(Entries from a collection)

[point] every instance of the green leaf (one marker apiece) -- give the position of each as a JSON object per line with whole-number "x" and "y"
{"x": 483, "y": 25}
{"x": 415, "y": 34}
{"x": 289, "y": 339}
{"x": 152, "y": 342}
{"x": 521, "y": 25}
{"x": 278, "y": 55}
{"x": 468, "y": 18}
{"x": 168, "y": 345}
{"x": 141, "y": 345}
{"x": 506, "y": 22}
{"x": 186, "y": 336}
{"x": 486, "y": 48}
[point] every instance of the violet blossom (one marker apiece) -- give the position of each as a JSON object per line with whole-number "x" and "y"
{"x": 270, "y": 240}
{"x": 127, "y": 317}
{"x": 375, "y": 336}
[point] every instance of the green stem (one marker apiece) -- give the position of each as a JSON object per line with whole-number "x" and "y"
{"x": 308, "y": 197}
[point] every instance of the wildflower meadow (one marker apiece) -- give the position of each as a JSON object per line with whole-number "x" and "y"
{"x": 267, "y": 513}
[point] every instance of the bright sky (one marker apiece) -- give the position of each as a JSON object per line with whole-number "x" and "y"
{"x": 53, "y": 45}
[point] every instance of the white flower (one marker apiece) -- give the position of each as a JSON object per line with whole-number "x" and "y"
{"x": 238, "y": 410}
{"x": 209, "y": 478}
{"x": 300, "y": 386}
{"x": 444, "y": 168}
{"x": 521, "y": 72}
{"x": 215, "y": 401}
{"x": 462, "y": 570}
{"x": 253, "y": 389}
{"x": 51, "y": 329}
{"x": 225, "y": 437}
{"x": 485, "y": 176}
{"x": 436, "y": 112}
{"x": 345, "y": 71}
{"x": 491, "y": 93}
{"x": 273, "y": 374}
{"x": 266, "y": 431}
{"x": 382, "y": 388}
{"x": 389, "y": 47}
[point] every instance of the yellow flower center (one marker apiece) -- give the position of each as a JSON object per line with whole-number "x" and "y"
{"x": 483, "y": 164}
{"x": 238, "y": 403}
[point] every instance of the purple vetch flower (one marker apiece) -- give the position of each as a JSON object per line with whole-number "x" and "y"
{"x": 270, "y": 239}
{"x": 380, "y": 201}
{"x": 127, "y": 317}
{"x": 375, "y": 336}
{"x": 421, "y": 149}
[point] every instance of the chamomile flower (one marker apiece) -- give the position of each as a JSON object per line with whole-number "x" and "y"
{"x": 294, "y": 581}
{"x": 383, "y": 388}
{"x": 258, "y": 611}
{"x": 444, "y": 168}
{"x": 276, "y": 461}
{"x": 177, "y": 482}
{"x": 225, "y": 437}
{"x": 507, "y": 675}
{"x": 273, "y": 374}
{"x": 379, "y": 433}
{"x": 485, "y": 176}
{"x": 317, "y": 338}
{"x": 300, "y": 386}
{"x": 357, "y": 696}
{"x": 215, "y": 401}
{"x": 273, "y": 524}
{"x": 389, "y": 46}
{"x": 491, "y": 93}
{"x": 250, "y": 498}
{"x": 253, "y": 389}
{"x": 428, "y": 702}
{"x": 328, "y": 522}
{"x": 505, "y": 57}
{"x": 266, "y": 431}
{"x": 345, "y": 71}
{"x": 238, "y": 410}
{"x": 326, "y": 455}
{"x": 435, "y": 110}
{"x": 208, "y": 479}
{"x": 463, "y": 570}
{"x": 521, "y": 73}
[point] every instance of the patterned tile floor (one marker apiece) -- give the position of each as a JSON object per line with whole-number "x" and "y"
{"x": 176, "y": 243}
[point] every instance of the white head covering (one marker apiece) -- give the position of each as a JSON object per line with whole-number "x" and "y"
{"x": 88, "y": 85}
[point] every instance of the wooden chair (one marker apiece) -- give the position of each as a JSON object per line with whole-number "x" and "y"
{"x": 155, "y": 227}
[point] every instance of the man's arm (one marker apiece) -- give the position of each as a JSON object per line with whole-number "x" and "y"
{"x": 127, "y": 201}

→ YOUR TASK:
Copy out the items from the line containing "[point] every instance of the patterned" through the end of the items, changing "wooden chair" to "folding chair" and leaving everything else as it is.

→ ANSWER TO THIS TASK:
[point] every instance of the patterned tile floor (one marker apiece) -- give the position of each as a JSON object per line with whole-number "x" and "y"
{"x": 176, "y": 243}
[point] every instance of the white head covering (one marker apiece) -- give the position of each as a JSON object per line with whole-number "x" and "y"
{"x": 88, "y": 85}
[point] every instance of the folding chair (one marker apiece) -- give the position of each as a JSON object per line with whole-number "x" and "y"
{"x": 155, "y": 227}
[point] every instance of the man's arm (one marker apiece) -- give the position of each as a JSON object per line with whole-number "x" and "y"
{"x": 127, "y": 201}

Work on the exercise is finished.